(Raw records)
########
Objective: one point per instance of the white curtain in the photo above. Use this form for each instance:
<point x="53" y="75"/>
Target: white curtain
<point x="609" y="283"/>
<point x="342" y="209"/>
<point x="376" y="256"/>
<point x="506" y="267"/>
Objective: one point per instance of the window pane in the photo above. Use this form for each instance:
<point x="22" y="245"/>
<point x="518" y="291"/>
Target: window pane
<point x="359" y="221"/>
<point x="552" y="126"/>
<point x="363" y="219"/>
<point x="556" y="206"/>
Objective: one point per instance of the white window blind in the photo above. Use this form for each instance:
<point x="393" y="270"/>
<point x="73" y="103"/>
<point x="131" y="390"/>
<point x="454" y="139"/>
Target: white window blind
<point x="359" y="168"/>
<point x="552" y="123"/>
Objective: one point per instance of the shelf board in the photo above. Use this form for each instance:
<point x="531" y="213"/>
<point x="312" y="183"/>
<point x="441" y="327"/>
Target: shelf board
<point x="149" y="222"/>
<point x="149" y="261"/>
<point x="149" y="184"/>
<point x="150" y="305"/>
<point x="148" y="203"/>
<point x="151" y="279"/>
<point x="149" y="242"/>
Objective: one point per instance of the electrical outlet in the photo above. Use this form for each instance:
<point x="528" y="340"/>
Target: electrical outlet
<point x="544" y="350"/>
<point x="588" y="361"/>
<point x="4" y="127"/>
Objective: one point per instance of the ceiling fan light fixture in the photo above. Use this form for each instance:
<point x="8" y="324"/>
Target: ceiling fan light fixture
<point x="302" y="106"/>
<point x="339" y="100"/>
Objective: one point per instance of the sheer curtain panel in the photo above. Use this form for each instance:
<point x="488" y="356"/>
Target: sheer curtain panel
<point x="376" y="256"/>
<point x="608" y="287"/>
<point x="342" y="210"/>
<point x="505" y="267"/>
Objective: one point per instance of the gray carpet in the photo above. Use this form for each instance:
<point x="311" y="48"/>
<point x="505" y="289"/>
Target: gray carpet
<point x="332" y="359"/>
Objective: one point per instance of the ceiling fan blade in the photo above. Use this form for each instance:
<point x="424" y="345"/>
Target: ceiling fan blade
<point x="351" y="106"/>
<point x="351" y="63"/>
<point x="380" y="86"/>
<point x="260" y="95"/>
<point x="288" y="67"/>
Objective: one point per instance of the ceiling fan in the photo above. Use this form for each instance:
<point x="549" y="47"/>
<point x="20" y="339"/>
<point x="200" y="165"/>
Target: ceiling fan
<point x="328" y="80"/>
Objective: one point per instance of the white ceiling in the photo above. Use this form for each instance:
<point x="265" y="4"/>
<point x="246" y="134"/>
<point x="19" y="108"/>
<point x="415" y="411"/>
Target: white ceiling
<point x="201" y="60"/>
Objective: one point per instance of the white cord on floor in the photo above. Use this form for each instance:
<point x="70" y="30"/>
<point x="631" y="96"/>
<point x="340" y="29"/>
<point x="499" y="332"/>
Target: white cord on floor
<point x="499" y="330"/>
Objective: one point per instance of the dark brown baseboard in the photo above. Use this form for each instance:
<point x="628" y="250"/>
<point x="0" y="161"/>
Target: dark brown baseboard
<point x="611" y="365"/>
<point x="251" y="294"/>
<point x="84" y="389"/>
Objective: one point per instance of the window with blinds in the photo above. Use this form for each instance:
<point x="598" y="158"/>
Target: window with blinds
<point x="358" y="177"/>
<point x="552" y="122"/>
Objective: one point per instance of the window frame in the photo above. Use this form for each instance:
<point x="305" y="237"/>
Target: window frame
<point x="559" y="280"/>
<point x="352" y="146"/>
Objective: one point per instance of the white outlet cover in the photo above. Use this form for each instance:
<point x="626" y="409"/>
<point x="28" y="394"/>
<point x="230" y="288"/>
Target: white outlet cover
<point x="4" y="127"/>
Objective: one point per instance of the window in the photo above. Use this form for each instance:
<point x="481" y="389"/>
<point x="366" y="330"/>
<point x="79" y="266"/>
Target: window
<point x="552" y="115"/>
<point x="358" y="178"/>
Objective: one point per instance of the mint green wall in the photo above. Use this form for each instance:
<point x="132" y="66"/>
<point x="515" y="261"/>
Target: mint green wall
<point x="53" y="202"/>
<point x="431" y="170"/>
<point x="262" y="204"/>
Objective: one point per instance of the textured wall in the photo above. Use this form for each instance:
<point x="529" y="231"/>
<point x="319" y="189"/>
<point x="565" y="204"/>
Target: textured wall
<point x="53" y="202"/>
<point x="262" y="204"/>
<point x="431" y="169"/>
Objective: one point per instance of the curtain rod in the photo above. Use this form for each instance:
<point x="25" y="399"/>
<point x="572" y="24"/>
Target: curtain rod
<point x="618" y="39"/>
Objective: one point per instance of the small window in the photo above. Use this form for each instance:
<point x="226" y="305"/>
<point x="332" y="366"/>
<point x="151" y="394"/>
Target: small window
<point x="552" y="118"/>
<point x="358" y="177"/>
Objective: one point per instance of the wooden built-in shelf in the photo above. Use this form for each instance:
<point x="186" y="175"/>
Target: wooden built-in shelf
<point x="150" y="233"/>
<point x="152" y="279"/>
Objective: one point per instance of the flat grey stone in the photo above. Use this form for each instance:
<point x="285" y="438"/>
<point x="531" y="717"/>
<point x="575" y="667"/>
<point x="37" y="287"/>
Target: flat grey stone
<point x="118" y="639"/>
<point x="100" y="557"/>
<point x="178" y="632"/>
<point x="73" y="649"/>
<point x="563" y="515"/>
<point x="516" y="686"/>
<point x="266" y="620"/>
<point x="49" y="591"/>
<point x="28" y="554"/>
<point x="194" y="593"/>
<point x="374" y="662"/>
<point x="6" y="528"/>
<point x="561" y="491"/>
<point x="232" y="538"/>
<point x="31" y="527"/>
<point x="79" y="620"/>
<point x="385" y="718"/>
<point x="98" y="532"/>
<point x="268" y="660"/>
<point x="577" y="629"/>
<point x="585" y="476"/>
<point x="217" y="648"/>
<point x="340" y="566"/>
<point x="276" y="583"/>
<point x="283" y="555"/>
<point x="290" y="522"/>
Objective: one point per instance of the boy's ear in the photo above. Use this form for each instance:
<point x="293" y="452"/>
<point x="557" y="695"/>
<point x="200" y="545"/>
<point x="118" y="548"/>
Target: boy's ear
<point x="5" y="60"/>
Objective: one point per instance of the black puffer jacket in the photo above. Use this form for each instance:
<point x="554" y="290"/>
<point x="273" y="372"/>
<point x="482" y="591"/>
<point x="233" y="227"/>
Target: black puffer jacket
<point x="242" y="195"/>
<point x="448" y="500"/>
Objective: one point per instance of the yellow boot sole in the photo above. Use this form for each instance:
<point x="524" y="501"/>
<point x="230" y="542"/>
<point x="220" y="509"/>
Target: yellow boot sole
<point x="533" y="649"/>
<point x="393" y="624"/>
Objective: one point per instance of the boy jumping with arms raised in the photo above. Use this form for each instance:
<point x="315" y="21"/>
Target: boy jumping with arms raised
########
(WHAT TO WORK ON) Transcribe every line of the data, exactly as it stands.

(WRITTEN SOLUTION)
Objective: one point per instance of the white curtain in the photo above. Use this form for each instance:
<point x="53" y="75"/>
Target: white curtain
<point x="609" y="283"/>
<point x="342" y="209"/>
<point x="376" y="256"/>
<point x="506" y="267"/>
Objective: one point per instance of the window pane in the photo above. Use this form for each instance:
<point x="22" y="245"/>
<point x="518" y="291"/>
Target: window pane
<point x="359" y="221"/>
<point x="552" y="126"/>
<point x="363" y="219"/>
<point x="556" y="206"/>
Objective: one point per instance of the white window blind in the photo above. Use this form for each instance:
<point x="393" y="270"/>
<point x="73" y="103"/>
<point x="131" y="390"/>
<point x="454" y="139"/>
Target: white window blind
<point x="359" y="168"/>
<point x="552" y="123"/>
Objective: one point per instance of the shelf board in the photo above. Use this form for each instance:
<point x="531" y="213"/>
<point x="312" y="183"/>
<point x="441" y="327"/>
Target: shelf board
<point x="149" y="222"/>
<point x="149" y="261"/>
<point x="149" y="184"/>
<point x="150" y="305"/>
<point x="148" y="203"/>
<point x="151" y="279"/>
<point x="149" y="242"/>
Objective: one point per instance of the electrical outlet in the photo above. Use this form for each instance:
<point x="528" y="340"/>
Target: electrical outlet
<point x="544" y="350"/>
<point x="588" y="361"/>
<point x="4" y="127"/>
Objective: one point per instance of the ceiling fan light fixture in the photo above. Use this form for each instance:
<point x="8" y="324"/>
Target: ceiling fan light fixture
<point x="302" y="106"/>
<point x="339" y="100"/>
Objective: one point per instance of the sheer curtain panel in the photo above. Use this form for each instance:
<point x="488" y="356"/>
Target: sheer curtain panel
<point x="376" y="256"/>
<point x="608" y="287"/>
<point x="342" y="210"/>
<point x="505" y="267"/>
Objective: one point per instance of the gray carpet in the photo above. Use this form for each instance:
<point x="311" y="48"/>
<point x="505" y="289"/>
Target: gray carpet
<point x="332" y="359"/>
Objective: one point per instance of the ceiling fan blade in the photo above. Use this form for each instance:
<point x="424" y="345"/>
Target: ceiling fan blade
<point x="351" y="106"/>
<point x="351" y="63"/>
<point x="380" y="86"/>
<point x="260" y="95"/>
<point x="288" y="67"/>
Objective: one point per instance of the ceiling fan in the photo above. Use this form for each instance:
<point x="549" y="47"/>
<point x="20" y="339"/>
<point x="200" y="165"/>
Target: ceiling fan
<point x="328" y="80"/>
Objective: one point per instance of the white ceiling in the photo above. Use this form for each instance:
<point x="265" y="4"/>
<point x="246" y="134"/>
<point x="19" y="108"/>
<point x="415" y="411"/>
Target: white ceiling
<point x="201" y="60"/>
Objective: one point per instance of the white cord on floor in the photo above. Use this form for each instance:
<point x="70" y="30"/>
<point x="631" y="96"/>
<point x="340" y="29"/>
<point x="499" y="332"/>
Target: white cord on floor
<point x="499" y="330"/>
Objective: one point per instance of the dark brown baseboard in the photo above. Use this form for each instance:
<point x="628" y="250"/>
<point x="0" y="161"/>
Target: dark brown baseboard
<point x="611" y="365"/>
<point x="251" y="294"/>
<point x="84" y="389"/>
Objective: one point per instance of the window with blinds in the photo above. Use this form for each instance:
<point x="598" y="158"/>
Target: window with blinds
<point x="358" y="177"/>
<point x="552" y="122"/>
Objective: one point per instance of the window frame in the photo above. Use this form for each instance:
<point x="305" y="237"/>
Target: window frame
<point x="559" y="280"/>
<point x="352" y="146"/>
Objective: one point per instance of the white outlet cover in the photo above. Use this form for each instance:
<point x="626" y="409"/>
<point x="28" y="394"/>
<point x="230" y="288"/>
Target: white outlet cover
<point x="4" y="127"/>
Objective: one point per instance of the window in the photo above. Use this form for each instance:
<point x="481" y="389"/>
<point x="366" y="330"/>
<point x="79" y="266"/>
Target: window
<point x="552" y="115"/>
<point x="358" y="178"/>
Objective: one point per instance of the mint green wall in the photo above. Use this form for each instance:
<point x="132" y="66"/>
<point x="515" y="261"/>
Target: mint green wall
<point x="53" y="202"/>
<point x="431" y="170"/>
<point x="262" y="204"/>
Objective: one point per instance of the textured wall in the photo above. Use this form for each instance:
<point x="529" y="231"/>
<point x="319" y="189"/>
<point x="565" y="204"/>
Target: textured wall
<point x="53" y="202"/>
<point x="262" y="204"/>
<point x="431" y="169"/>
Objective: one point per instance of the curtain rod in the photo above. Use this form for each instance:
<point x="25" y="399"/>
<point x="572" y="24"/>
Target: curtain rod
<point x="618" y="39"/>
Objective: one point per instance of the small window in the photo above. Use this form for each instance:
<point x="226" y="305"/>
<point x="332" y="366"/>
<point x="151" y="394"/>
Target: small window
<point x="552" y="118"/>
<point x="358" y="177"/>
Objective: one point per instance of the wooden built-in shelf in the photo above. Use this form for each instance:
<point x="186" y="175"/>
Target: wooden built-in shelf
<point x="150" y="233"/>
<point x="152" y="279"/>
Objective: one point per instance of the flat grey stone in the photo above. Use this form for each instance:
<point x="285" y="438"/>
<point x="531" y="717"/>
<point x="575" y="667"/>
<point x="37" y="287"/>
Target: flat grey stone
<point x="118" y="639"/>
<point x="100" y="557"/>
<point x="178" y="632"/>
<point x="73" y="649"/>
<point x="563" y="515"/>
<point x="516" y="686"/>
<point x="266" y="620"/>
<point x="49" y="591"/>
<point x="28" y="554"/>
<point x="194" y="593"/>
<point x="374" y="662"/>
<point x="6" y="528"/>
<point x="561" y="491"/>
<point x="232" y="538"/>
<point x="31" y="527"/>
<point x="79" y="620"/>
<point x="385" y="718"/>
<point x="98" y="532"/>
<point x="268" y="660"/>
<point x="577" y="629"/>
<point x="585" y="476"/>
<point x="217" y="648"/>
<point x="340" y="566"/>
<point x="276" y="583"/>
<point x="283" y="555"/>
<point x="290" y="522"/>
Objective: one point per instance of the boy's ear in the photo above. Use this form for each instance:
<point x="293" y="452"/>
<point x="557" y="695"/>
<point x="200" y="545"/>
<point x="118" y="548"/>
Target: boy's ear
<point x="5" y="60"/>
Objective: one point per instance of the black puffer jacket in the photo above. Use this form for each instance:
<point x="554" y="290"/>
<point x="273" y="372"/>
<point x="482" y="591"/>
<point x="233" y="227"/>
Target: black puffer jacket
<point x="242" y="195"/>
<point x="448" y="500"/>
Objective: one point per instance of the yellow boot sole in the photo above. Use this form for each instance:
<point x="524" y="501"/>
<point x="230" y="542"/>
<point x="220" y="509"/>
Target: yellow boot sole
<point x="533" y="649"/>
<point x="393" y="624"/>
Objective: one point per instance of the boy jumping with arms raised in the photo above. Use this form for each instance:
<point x="315" y="21"/>
Target: boy jumping with arms raised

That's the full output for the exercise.